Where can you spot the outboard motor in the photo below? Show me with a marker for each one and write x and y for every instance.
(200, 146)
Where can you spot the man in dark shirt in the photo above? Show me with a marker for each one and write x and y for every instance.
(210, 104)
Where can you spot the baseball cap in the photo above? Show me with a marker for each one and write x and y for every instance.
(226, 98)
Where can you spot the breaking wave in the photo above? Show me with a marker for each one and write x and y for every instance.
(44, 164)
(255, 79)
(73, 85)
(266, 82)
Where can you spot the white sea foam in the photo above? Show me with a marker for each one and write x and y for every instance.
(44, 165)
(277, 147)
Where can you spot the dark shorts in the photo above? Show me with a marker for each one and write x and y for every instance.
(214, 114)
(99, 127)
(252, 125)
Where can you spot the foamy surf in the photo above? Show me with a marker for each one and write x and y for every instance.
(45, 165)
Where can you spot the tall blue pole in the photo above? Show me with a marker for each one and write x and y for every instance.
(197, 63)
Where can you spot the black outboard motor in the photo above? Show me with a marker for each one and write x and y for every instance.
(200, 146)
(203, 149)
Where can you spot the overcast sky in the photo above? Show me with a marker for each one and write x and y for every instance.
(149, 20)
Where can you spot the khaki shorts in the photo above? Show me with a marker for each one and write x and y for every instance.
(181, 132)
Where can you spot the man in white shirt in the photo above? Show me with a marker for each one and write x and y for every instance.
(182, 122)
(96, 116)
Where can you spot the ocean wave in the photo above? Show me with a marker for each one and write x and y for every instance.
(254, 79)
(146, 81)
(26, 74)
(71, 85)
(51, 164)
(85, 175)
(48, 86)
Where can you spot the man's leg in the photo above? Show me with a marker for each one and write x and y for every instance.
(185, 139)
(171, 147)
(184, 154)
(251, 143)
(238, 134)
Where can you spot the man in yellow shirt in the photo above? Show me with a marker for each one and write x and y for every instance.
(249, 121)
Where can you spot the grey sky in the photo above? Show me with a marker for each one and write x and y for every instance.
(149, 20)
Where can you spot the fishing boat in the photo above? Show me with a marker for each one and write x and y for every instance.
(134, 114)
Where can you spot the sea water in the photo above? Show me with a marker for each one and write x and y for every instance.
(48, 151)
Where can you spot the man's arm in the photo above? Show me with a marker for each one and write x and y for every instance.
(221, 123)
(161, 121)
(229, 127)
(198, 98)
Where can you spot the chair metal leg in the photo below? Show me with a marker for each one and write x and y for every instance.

= = = = = = =

**DIRECTIONS:** Exact copies of all the entries above are to be printed.

**SOLUTION FOR THIS PROBLEM:**
Where can you spot the outboard motor in the photo below? Show me with a marker for each one and write x and y for every instance.
(200, 146)
Where can you spot the man in dark shirt in the photo above? Show me with a marker for each one and write x and y for every instance.
(210, 104)
Where can you spot the baseball cap in the photo above? Show me with a marker for each one and write x and y for every instance.
(226, 98)
Where can you spot the breaking wave in the photo above? Show me with a marker for each one and write x and y for every instance.
(44, 164)
(255, 79)
(73, 85)
(266, 82)
Where can you spot the white sea foam in the photo above? Show me with a marker for each one and write x and y for every instance.
(44, 165)
(277, 147)
Where can you spot the dark shorts in the photo above? Show me with a marker for each one and write x and y for every instance.
(214, 114)
(99, 127)
(252, 125)
Where can you spot the foamy surf in the photo above? Show me with a marker for each one and write x and y for every instance.
(45, 165)
Where can you spot the tall blue pole in the photo above? Show me with a marker for each one and write x and y for every instance.
(197, 63)
Where can you spot the black outboard motor in the photo above? Show me with a marker for each one and write x and y for every instance.
(200, 146)
(203, 149)
Where can you spot the overcast sky in the photo above? Show me with a marker for each one and write x and y for every instance.
(149, 20)
Where can you spot the khaki shorts in the photo above? Show me with a marker for each one and write x and y for every instance.
(181, 132)
Where can you spot the man in white shirt in the photo above? Show me with a marker for each one and write x and y for every instance.
(182, 122)
(96, 116)
Where can you spot the ocean wave in the photo above? Show me with a marker for each one and write x and y for every instance.
(254, 79)
(146, 81)
(26, 74)
(71, 85)
(51, 164)
(85, 175)
(48, 86)
Where can you spot the man's leg in the photo above? Show me with a marker for each one and write x and y for every instance.
(185, 139)
(171, 147)
(184, 154)
(251, 143)
(238, 134)
Where can you spot the man in yellow shirt in the photo above? Show me with a marker for each one and write x and y for every instance.
(249, 121)
Where can you spot the grey sky in the photo above? Show me with a marker for each one and write x and y for every instance.
(149, 20)
Where can you spot the fishing boat in the photo above? Show me with a marker for each one and write x and y for every instance.
(134, 114)
Where can you spot the sea water in the photo above? Show me with a marker for each one and write x and y for every instance.
(48, 151)
Where can you spot the man's arm in the photo above? Show me with a marker for each one and write x and y for every instance.
(221, 123)
(161, 121)
(229, 127)
(198, 98)
Where can you spot the chair metal leg in the photo below? Show me with a marker for each one and write x and y for every instance.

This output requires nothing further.